## PROBLEM TO WORK ON
When copying the entries below, leave out every picture and keep the rest exact.

Dataset entries:

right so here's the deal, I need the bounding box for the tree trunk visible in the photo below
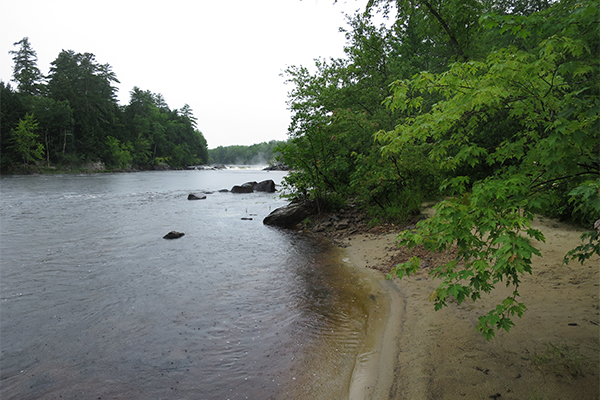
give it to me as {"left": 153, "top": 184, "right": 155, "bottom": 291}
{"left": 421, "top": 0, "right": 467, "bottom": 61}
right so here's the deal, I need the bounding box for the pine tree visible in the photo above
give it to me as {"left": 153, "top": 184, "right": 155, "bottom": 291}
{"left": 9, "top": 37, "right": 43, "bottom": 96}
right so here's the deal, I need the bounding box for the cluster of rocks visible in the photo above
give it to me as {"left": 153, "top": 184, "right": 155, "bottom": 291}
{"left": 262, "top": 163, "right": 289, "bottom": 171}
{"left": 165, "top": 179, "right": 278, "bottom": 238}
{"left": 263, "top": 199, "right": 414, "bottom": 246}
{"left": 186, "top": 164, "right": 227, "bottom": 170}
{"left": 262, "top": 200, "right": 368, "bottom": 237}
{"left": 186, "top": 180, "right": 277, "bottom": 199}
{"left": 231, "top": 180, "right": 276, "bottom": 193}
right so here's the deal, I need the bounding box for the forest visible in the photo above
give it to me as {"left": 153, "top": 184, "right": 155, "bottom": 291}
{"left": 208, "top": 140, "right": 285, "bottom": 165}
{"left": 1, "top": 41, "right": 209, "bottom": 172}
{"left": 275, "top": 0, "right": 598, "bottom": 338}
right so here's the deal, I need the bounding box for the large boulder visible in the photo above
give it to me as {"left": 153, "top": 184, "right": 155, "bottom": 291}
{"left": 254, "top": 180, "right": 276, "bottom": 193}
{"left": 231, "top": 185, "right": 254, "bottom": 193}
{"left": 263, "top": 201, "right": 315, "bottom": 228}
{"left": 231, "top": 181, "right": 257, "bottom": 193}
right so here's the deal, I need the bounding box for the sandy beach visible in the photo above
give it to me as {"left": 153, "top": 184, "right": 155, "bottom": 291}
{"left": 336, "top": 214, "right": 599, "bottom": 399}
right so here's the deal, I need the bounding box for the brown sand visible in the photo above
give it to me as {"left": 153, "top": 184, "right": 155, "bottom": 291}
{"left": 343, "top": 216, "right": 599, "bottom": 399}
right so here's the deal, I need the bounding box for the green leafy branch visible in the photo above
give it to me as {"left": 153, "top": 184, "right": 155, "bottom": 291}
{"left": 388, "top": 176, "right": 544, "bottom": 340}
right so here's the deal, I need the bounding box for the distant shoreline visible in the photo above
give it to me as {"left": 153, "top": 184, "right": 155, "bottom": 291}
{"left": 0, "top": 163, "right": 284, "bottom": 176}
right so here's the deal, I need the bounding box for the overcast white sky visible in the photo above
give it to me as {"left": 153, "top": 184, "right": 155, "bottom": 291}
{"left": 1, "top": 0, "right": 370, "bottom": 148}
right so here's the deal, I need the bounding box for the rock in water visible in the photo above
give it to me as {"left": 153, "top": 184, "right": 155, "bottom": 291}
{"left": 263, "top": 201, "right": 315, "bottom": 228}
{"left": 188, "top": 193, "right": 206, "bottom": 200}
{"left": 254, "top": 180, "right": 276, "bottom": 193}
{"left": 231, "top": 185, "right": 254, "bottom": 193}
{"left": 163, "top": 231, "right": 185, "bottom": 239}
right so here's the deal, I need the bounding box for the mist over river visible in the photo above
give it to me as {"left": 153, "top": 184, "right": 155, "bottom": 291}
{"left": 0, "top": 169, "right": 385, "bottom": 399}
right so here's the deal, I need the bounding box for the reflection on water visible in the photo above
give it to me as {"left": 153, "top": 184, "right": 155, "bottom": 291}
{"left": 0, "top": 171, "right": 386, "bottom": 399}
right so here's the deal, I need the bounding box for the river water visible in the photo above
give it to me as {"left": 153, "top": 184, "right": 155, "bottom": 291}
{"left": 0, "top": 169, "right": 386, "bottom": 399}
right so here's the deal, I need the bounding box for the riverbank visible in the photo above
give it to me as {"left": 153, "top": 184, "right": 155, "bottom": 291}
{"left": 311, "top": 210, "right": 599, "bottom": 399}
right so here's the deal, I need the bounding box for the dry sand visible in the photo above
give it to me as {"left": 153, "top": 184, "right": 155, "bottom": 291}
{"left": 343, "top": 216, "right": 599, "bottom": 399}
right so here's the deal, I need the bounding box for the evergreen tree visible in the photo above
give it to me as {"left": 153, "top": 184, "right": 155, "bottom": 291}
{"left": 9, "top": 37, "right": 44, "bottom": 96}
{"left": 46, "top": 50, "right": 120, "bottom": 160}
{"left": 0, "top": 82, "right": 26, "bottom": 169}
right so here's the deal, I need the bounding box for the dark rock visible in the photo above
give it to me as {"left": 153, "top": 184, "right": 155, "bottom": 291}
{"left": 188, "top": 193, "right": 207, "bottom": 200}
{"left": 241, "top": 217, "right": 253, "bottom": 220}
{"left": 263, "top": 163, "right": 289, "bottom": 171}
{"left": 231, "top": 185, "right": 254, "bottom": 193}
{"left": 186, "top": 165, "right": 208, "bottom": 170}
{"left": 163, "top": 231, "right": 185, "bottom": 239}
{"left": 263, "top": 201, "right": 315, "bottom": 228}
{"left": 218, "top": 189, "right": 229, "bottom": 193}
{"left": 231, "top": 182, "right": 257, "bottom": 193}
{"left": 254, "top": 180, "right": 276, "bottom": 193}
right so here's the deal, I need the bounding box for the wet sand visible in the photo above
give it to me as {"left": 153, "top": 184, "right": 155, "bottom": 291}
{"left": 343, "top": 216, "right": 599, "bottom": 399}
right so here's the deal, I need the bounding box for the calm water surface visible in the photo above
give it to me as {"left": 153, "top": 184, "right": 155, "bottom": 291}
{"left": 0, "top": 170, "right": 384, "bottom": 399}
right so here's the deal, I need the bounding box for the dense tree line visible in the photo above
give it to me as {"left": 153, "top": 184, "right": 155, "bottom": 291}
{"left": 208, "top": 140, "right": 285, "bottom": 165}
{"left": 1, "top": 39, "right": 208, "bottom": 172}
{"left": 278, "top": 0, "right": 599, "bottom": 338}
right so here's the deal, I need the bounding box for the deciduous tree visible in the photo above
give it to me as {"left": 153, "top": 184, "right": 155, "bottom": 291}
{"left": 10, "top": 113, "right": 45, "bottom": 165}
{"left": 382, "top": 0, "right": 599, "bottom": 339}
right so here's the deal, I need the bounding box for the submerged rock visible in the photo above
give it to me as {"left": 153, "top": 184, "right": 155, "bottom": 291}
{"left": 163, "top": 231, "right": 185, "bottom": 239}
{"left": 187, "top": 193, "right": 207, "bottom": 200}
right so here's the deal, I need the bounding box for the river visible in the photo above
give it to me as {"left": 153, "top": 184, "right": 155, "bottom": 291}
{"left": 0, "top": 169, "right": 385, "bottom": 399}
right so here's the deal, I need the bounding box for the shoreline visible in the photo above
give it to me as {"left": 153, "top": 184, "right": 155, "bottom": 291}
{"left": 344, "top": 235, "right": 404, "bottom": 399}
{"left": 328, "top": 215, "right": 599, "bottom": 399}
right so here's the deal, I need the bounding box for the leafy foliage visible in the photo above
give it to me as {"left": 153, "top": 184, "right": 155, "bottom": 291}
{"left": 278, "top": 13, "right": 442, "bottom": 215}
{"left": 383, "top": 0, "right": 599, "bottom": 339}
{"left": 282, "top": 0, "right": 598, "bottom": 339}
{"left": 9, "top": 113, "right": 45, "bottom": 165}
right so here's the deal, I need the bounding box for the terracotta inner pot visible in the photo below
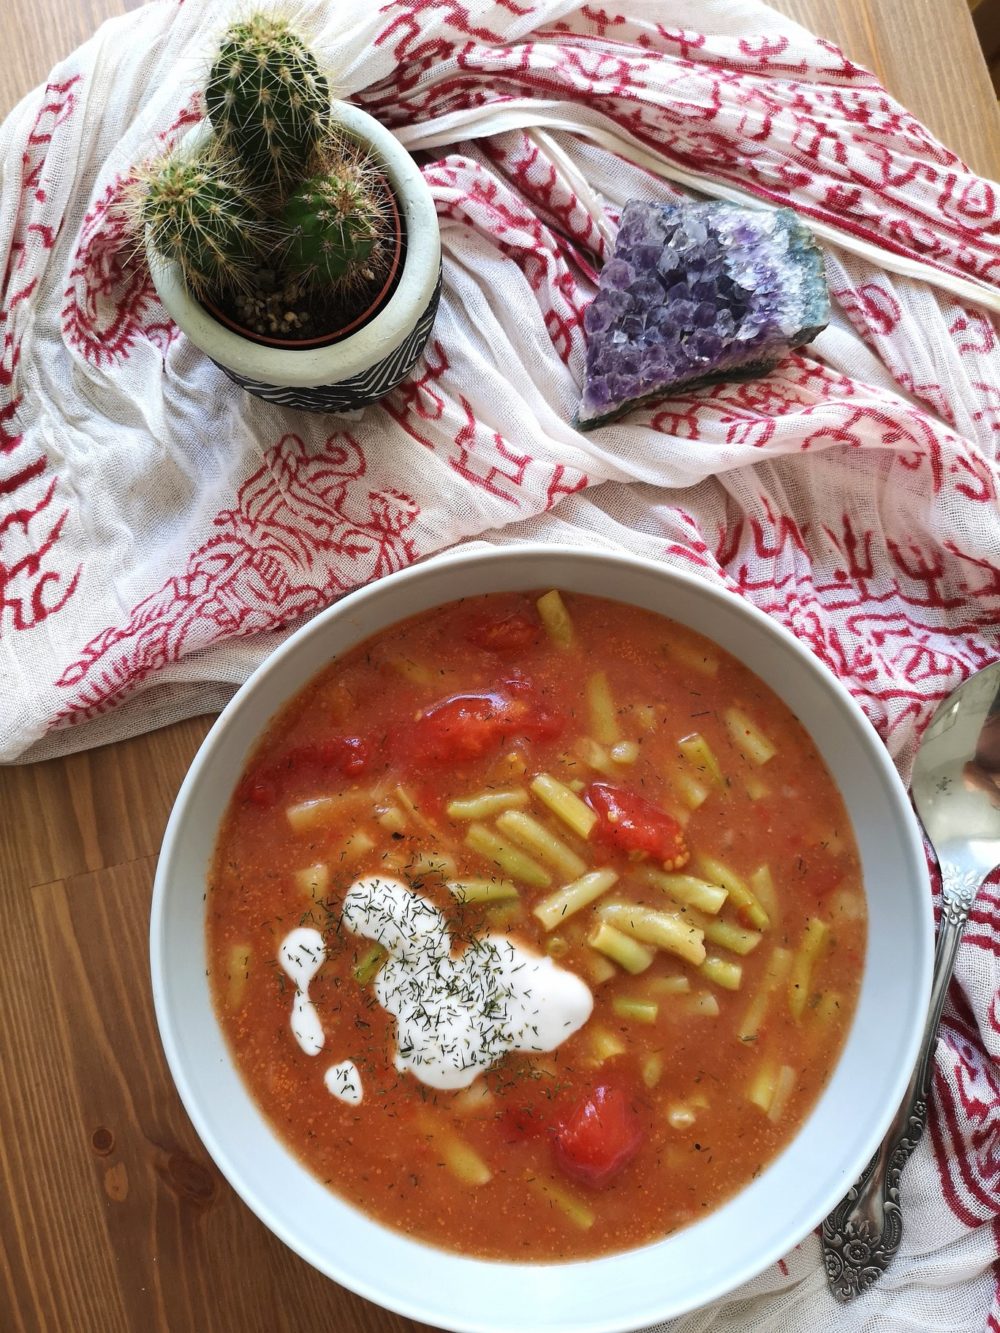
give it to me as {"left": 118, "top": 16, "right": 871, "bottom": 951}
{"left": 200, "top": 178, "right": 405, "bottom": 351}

## SOLUTION
right so here's the deal, I need the bounding box for the tree trunk visible in the photo below
give it to me as {"left": 153, "top": 184, "right": 155, "bottom": 291}
{"left": 421, "top": 0, "right": 467, "bottom": 61}
right so here's the deal, I need the bounding box for the pine tree visible in the photo above
give it to me as {"left": 153, "top": 184, "right": 155, "bottom": 291}
{"left": 9, "top": 37, "right": 43, "bottom": 96}
right so here's the deal, I need the bounding box for the cluster of rocks visible in the photo above
give it to me as {"left": 153, "top": 184, "right": 155, "bottom": 291}
{"left": 262, "top": 163, "right": 289, "bottom": 171}
{"left": 165, "top": 179, "right": 278, "bottom": 238}
{"left": 263, "top": 199, "right": 414, "bottom": 246}
{"left": 186, "top": 164, "right": 227, "bottom": 170}
{"left": 262, "top": 200, "right": 368, "bottom": 237}
{"left": 186, "top": 180, "right": 277, "bottom": 199}
{"left": 231, "top": 180, "right": 276, "bottom": 193}
right so here's the deal, I need the bounding box for the forest visible in the photo above
give it to me as {"left": 153, "top": 184, "right": 155, "bottom": 291}
{"left": 208, "top": 140, "right": 285, "bottom": 165}
{"left": 1, "top": 41, "right": 209, "bottom": 172}
{"left": 275, "top": 0, "right": 598, "bottom": 338}
right so here's the deal, I need the bounding box for the large boulder visible in the photo above
give it to me as {"left": 153, "top": 184, "right": 155, "bottom": 291}
{"left": 254, "top": 180, "right": 276, "bottom": 193}
{"left": 231, "top": 185, "right": 254, "bottom": 193}
{"left": 263, "top": 201, "right": 315, "bottom": 228}
{"left": 231, "top": 181, "right": 257, "bottom": 193}
right so here's the deal, I need the bounding box for the sandy beach visible in the photo above
give it to me as {"left": 153, "top": 184, "right": 155, "bottom": 291}
{"left": 336, "top": 214, "right": 599, "bottom": 399}
right so here's the deal, I need the bounding box for the brown sand visible in the photo above
give it to me as {"left": 153, "top": 184, "right": 155, "bottom": 291}
{"left": 343, "top": 216, "right": 599, "bottom": 399}
right so here's the deal, I need the bounding box for the green leafy branch visible in the photo above
give it to me as {"left": 153, "top": 184, "right": 155, "bottom": 291}
{"left": 388, "top": 176, "right": 544, "bottom": 340}
right so here's the deal, I need the bounding box for the distant shoreline visible in the photo above
give it to me as {"left": 153, "top": 184, "right": 155, "bottom": 291}
{"left": 0, "top": 163, "right": 284, "bottom": 176}
right so here's the deal, I need the bounding box for the overcast white sky visible in the photo above
give it to me as {"left": 153, "top": 184, "right": 155, "bottom": 291}
{"left": 1, "top": 0, "right": 370, "bottom": 148}
right so here's the deal, I need the bounding box for the rock in water visible in the photo above
give it to me as {"left": 153, "top": 184, "right": 155, "bottom": 291}
{"left": 263, "top": 201, "right": 315, "bottom": 228}
{"left": 188, "top": 193, "right": 206, "bottom": 200}
{"left": 254, "top": 180, "right": 276, "bottom": 193}
{"left": 231, "top": 185, "right": 254, "bottom": 193}
{"left": 163, "top": 231, "right": 185, "bottom": 239}
right so here's the deal, I need the bounding box for the mist over river visible in the photo above
give it to me as {"left": 153, "top": 184, "right": 155, "bottom": 291}
{"left": 0, "top": 169, "right": 385, "bottom": 399}
right so here's the deal, I need the bounding box for the reflection on water visible in the photo above
give it to me as {"left": 153, "top": 184, "right": 155, "bottom": 291}
{"left": 0, "top": 171, "right": 386, "bottom": 399}
right so here's the deal, I need the bounding box for the river water visible in the photo above
give it to me as {"left": 153, "top": 184, "right": 155, "bottom": 291}
{"left": 0, "top": 169, "right": 386, "bottom": 399}
right so here's the deal, I need the bounding box for the riverbank visible in the photo above
give it to me as {"left": 153, "top": 184, "right": 155, "bottom": 291}
{"left": 311, "top": 210, "right": 599, "bottom": 399}
right so here's the deal, I need the bounding box for the dry sand visible in the photo above
give it to me as {"left": 153, "top": 184, "right": 155, "bottom": 291}
{"left": 343, "top": 216, "right": 599, "bottom": 399}
right so here's the deal, I need the bounding box for the evergreen tree visible in the photo above
give it to me as {"left": 153, "top": 184, "right": 155, "bottom": 291}
{"left": 9, "top": 37, "right": 44, "bottom": 96}
{"left": 46, "top": 50, "right": 120, "bottom": 160}
{"left": 0, "top": 82, "right": 26, "bottom": 169}
right so here's the deal, I need the bounding box for the dark rock visible in the photo above
give it to me as {"left": 153, "top": 184, "right": 155, "bottom": 291}
{"left": 188, "top": 193, "right": 207, "bottom": 200}
{"left": 241, "top": 217, "right": 253, "bottom": 220}
{"left": 263, "top": 163, "right": 289, "bottom": 171}
{"left": 231, "top": 185, "right": 254, "bottom": 193}
{"left": 186, "top": 165, "right": 208, "bottom": 170}
{"left": 163, "top": 231, "right": 185, "bottom": 239}
{"left": 263, "top": 201, "right": 315, "bottom": 228}
{"left": 218, "top": 189, "right": 229, "bottom": 193}
{"left": 231, "top": 182, "right": 257, "bottom": 193}
{"left": 254, "top": 180, "right": 276, "bottom": 193}
right so here's the deal, I need the bounding box for the wet sand visible in the photo above
give it to me as {"left": 153, "top": 184, "right": 155, "bottom": 291}
{"left": 343, "top": 216, "right": 599, "bottom": 399}
right so here's the deal, I need the bounding box for the calm water surface visible in the photo above
give it to me as {"left": 153, "top": 184, "right": 155, "bottom": 291}
{"left": 0, "top": 170, "right": 384, "bottom": 399}
right so here's the deal, I need the bounding box for the dense tree line visible in the photo above
give it to me as {"left": 153, "top": 184, "right": 155, "bottom": 291}
{"left": 208, "top": 140, "right": 285, "bottom": 165}
{"left": 1, "top": 39, "right": 208, "bottom": 172}
{"left": 278, "top": 0, "right": 599, "bottom": 338}
right so here's the deal, I need the bounding box for the deciduous tree visible in the photo above
give it to me as {"left": 153, "top": 184, "right": 155, "bottom": 291}
{"left": 10, "top": 113, "right": 45, "bottom": 165}
{"left": 382, "top": 0, "right": 599, "bottom": 339}
right so here's the deal, I need the bounding box for the submerged rock visible in the photo above
give it to me as {"left": 153, "top": 184, "right": 155, "bottom": 291}
{"left": 163, "top": 231, "right": 185, "bottom": 239}
{"left": 187, "top": 193, "right": 207, "bottom": 200}
right so here's the deal, I need the bounding box for the river visible in the photo above
give it to me as {"left": 153, "top": 184, "right": 155, "bottom": 291}
{"left": 0, "top": 169, "right": 385, "bottom": 399}
right so here's the deal, I need the bounding box for the shoreline visible in the photo above
give it to me as {"left": 153, "top": 184, "right": 155, "bottom": 291}
{"left": 344, "top": 235, "right": 404, "bottom": 399}
{"left": 328, "top": 215, "right": 599, "bottom": 399}
right so here's the deal, I need the bounding box for the leafy foliage visible in the photo above
give it to me as {"left": 153, "top": 184, "right": 155, "bottom": 291}
{"left": 278, "top": 13, "right": 442, "bottom": 215}
{"left": 383, "top": 0, "right": 599, "bottom": 339}
{"left": 282, "top": 0, "right": 598, "bottom": 339}
{"left": 9, "top": 113, "right": 45, "bottom": 165}
right so here's the deal, I need the bounding box for the terracotta inner pot visible in the photo below
give it to me as {"left": 118, "top": 16, "right": 871, "bottom": 951}
{"left": 200, "top": 178, "right": 405, "bottom": 351}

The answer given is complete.